Exercise requirements ->
Reproduce the material from the line containing "Please locate the gray" through the end, requests included and left unchanged. In the answers, multiply each coordinate by 2.4 and round it to a whole number, with halves rounded up.

— START Data provided —

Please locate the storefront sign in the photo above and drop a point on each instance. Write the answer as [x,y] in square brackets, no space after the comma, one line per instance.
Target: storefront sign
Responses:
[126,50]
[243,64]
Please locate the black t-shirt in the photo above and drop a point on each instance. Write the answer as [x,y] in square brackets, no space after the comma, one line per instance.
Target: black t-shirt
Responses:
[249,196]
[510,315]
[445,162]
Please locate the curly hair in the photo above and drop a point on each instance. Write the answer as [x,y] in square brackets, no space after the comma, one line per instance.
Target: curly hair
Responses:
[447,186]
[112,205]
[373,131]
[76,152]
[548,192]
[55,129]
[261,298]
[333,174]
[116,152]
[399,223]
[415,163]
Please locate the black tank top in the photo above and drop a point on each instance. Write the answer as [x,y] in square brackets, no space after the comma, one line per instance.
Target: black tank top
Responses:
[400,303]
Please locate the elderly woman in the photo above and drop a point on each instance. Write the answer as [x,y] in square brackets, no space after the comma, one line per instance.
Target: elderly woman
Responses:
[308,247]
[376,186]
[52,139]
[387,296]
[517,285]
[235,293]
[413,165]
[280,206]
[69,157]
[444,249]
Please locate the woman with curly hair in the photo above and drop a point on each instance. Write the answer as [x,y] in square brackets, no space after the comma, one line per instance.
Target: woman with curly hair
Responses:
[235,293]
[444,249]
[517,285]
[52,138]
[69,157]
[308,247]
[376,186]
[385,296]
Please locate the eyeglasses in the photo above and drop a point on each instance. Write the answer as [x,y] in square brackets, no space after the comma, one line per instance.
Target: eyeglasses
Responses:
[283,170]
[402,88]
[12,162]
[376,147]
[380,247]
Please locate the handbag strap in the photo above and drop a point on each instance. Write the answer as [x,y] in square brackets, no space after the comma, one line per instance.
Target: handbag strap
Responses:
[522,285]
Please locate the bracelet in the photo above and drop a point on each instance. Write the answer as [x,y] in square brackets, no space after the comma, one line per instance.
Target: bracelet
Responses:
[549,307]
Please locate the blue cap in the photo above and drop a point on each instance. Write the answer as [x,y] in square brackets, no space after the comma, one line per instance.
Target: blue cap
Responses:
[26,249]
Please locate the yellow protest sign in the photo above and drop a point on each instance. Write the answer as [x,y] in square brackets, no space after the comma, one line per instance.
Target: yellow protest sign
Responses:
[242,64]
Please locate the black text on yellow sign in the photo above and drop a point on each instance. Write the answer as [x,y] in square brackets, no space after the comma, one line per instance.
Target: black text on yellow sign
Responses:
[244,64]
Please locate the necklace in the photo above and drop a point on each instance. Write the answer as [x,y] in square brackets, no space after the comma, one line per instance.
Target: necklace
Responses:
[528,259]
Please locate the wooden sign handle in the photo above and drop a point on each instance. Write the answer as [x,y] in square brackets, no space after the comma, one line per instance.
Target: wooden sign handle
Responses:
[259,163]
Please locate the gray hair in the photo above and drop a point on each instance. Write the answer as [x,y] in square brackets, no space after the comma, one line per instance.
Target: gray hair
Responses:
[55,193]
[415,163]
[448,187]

— END Data provided —

Output for this exercise ->
Please locate the gray hair in the photo above and drop a point on each instance. Write the answer as [x,y] in square brackets, no space after the comma, one line per instance.
Target: gray hair
Responses:
[132,463]
[996,391]
[1075,449]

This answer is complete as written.